(Saved entries)
########
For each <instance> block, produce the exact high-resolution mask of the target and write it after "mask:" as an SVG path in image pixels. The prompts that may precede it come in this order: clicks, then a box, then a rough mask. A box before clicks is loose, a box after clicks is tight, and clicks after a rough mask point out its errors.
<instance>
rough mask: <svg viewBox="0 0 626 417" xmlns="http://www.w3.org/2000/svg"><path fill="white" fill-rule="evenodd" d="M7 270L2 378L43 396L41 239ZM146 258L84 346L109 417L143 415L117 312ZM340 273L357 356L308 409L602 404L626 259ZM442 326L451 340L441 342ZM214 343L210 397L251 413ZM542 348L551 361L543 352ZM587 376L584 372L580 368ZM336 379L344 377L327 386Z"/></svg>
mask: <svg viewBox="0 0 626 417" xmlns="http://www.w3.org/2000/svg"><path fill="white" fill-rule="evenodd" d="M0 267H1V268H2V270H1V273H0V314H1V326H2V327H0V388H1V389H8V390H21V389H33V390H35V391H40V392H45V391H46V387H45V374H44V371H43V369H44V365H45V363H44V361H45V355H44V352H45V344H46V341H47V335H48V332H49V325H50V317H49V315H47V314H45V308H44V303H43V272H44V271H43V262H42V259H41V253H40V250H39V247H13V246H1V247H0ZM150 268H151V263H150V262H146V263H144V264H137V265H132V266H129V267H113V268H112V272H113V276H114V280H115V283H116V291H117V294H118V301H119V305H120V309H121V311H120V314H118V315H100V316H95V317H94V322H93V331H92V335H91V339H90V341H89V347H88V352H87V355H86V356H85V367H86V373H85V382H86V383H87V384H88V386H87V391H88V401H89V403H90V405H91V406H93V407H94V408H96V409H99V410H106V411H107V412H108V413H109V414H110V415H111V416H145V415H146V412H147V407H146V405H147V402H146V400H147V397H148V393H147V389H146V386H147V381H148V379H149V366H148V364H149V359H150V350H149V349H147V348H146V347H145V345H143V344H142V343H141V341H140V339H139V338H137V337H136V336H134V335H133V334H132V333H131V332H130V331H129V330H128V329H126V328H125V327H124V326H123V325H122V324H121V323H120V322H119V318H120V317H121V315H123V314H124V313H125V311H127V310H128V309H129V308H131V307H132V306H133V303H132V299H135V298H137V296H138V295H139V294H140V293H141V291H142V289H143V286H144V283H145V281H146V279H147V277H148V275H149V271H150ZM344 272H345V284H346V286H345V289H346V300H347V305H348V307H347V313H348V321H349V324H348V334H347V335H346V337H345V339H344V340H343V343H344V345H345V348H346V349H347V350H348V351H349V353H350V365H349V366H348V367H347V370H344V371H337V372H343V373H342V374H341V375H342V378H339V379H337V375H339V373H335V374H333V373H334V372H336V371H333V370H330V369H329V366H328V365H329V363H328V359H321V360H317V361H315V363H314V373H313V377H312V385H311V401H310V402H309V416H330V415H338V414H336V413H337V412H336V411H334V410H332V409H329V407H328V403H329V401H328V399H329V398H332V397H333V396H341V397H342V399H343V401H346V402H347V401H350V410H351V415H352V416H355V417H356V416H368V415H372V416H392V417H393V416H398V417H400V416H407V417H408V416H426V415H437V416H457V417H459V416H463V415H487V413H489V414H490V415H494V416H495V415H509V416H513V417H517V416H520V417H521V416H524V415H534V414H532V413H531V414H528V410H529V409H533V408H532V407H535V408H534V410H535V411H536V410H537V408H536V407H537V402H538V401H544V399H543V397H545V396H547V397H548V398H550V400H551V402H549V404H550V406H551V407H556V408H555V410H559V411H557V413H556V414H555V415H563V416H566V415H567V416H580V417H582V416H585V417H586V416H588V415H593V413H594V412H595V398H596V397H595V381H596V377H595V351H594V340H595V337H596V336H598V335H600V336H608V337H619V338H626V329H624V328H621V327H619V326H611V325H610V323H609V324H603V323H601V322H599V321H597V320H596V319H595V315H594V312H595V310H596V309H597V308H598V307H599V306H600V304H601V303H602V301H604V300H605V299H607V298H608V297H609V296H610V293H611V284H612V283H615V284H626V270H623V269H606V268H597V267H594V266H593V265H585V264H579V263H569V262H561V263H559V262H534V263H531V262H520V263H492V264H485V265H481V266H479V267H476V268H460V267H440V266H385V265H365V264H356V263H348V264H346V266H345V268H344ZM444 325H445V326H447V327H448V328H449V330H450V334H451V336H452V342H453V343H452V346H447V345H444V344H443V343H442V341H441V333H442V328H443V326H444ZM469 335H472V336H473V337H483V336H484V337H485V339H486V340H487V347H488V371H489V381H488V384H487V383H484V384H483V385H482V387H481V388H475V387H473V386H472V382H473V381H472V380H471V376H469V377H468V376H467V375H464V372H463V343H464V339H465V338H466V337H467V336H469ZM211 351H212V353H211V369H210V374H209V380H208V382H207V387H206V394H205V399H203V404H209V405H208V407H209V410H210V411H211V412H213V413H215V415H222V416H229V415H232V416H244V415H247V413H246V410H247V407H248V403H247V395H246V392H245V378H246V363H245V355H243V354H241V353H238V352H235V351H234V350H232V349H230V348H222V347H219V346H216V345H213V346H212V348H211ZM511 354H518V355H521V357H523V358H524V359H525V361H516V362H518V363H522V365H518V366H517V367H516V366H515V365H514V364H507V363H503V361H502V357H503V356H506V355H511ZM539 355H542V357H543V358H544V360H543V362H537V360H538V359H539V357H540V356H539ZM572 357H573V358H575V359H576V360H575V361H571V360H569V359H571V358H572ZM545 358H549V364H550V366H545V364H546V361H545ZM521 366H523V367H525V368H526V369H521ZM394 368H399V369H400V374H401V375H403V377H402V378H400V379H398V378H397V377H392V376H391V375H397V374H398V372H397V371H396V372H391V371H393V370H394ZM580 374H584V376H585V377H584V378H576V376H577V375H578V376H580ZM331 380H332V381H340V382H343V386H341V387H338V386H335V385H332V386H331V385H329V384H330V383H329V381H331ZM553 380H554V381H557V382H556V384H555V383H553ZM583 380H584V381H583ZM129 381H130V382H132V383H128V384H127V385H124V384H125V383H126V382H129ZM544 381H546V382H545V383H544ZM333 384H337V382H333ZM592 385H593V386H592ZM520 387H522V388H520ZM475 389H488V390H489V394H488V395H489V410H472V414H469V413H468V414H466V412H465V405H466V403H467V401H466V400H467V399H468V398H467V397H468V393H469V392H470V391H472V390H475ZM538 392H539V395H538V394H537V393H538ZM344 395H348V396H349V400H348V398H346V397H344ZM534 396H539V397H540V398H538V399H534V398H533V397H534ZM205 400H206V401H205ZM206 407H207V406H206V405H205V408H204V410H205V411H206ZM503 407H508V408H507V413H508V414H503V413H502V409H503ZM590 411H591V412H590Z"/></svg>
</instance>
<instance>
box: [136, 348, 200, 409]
########
If a line in the records above contains the word "instance", copy it.

For each <instance> block, produce the exact high-resolution mask of the target and write it after "mask:" as an SVG path in image pixels. The prompts that may precede it come in this order: clicks, then a box, then a rough mask. A box before clicks is loose, a box after clicks is tight, and clicks after a rough mask point out its errors.
<instance>
</instance>
<instance>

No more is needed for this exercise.